# Mercury 3000 control throttle only button



## rabbit (May 12, 2013)

Having problems with the button sticking and it's a common issue to 3000 Classic controls. Anyway what it is the throttle-only shaft and associated parts don't return and the control handle locks up trying to go back into gear. I took the back off my control, lithium sprayed it, worked it around till it worked great. Put it back together and it locked up again after I used throttle-only. Tapped the bezel with a screwdriver, the parts returned and it worked again.
I don't want to take the whole thing apart unless I really have to but here's how to fix it maybe:
https://www.scribd.com/doc/76275169/29/Shift-and-Throttle-Cable-Installation
There are two different 3000 designs included. I don't know which mine is but I'm afraid I'll find out. Probably Design II because Design III is a change of the parts in question.
I wanted to test my trim switch which had the wires cut inside the handle and a console mounted switch instead. Dang, the switch was good! I could have spent 40 bucks to replace a good switch. Put the handle back on and it stuck. Now I have two (three) trim switches.
Jimminy Christmas, all I wanted to do was check a switch, now the boat is halfway apart.
Cheers!


----------



## rabbit (May 13, 2013)

Worked the control lever some more and the thing started working really good. Better than ever before. The button pops right out. Must have been the lithium spray. Changed it so I don't have to take apart half the boat to get the console off. 
It snowed hard for a bit up here today.
I'm ready to get out on the water.


----------
....
> SET TASK 1:
Answer these questions using the Mercury 3000 control thread:
(a) What did the poster spray on the control's parts?
(b) What tool did the poster use to tap the bezel?
(c) What weather does the later post report?
The thread above and the entries that follow come from unrelated sources.

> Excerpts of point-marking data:
....
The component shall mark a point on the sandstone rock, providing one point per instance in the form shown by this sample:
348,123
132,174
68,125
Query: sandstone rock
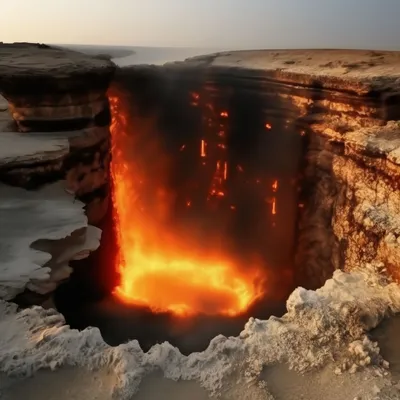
51,88
59,97
40,232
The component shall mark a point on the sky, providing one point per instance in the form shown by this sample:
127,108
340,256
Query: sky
235,24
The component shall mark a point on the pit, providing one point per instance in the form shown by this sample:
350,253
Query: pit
226,197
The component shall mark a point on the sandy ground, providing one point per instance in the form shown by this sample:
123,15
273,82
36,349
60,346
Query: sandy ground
282,384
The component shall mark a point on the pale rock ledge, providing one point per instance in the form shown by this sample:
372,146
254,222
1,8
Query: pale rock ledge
40,232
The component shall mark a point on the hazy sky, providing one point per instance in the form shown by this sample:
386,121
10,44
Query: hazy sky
205,23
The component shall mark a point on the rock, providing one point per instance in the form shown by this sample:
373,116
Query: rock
54,164
346,103
51,88
40,233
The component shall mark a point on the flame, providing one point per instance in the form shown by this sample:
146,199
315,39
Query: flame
157,269
273,210
203,148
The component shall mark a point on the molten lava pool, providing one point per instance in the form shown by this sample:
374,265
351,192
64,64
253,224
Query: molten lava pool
162,267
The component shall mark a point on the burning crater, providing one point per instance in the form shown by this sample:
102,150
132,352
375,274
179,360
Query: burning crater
231,187
207,194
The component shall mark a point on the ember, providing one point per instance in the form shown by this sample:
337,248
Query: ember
158,269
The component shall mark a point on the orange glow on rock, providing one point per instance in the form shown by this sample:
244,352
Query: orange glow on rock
....
> SET TASK 2:
Please retype the entries, unchanged, from the line containing "The component shall mark a point on the pit, providing" down through the final line of the entries, including both ends.

> RESPONSE 1:
(a) Lithium spray
(b) A screwdriver
(c) It snowed hard for a bit.

> RESPONSE 2:
The component shall mark a point on the pit, providing one point per instance in the form shown by this sample:
350,253
Query: pit
226,197
The component shall mark a point on the sandy ground, providing one point per instance in the form shown by this sample:
123,15
273,82
36,349
60,346
Query: sandy ground
282,384
The component shall mark a point on the pale rock ledge, providing one point per instance in the form shown by this sample:
372,146
254,222
1,8
Query: pale rock ledge
40,232
The component shall mark a point on the hazy sky, providing one point per instance in the form shown by this sample:
386,121
10,44
Query: hazy sky
205,23
The component shall mark a point on the rock, providing one point per instance in the form shown by this sample:
373,116
Query: rock
54,164
346,103
51,88
40,233
The component shall mark a point on the flame, providing one point per instance in the form shown by this sample:
146,199
315,39
Query: flame
157,269
273,210
203,148
The component shall mark a point on the molten lava pool, providing one point per instance in the form shown by this sample:
374,265
351,192
64,64
253,224
Query: molten lava pool
162,267
The component shall mark a point on the burning crater, providing one point per instance in the form shown by this sample:
102,150
132,352
375,274
179,360
Query: burning crater
231,187
207,194
The component shall mark a point on the ember, providing one point per instance in the form shown by this sample:
337,248
Query: ember
158,269
The component shall mark a point on the orange glow on rock, providing one point per instance in the form shown by this sample:
244,352
Query: orange glow on rock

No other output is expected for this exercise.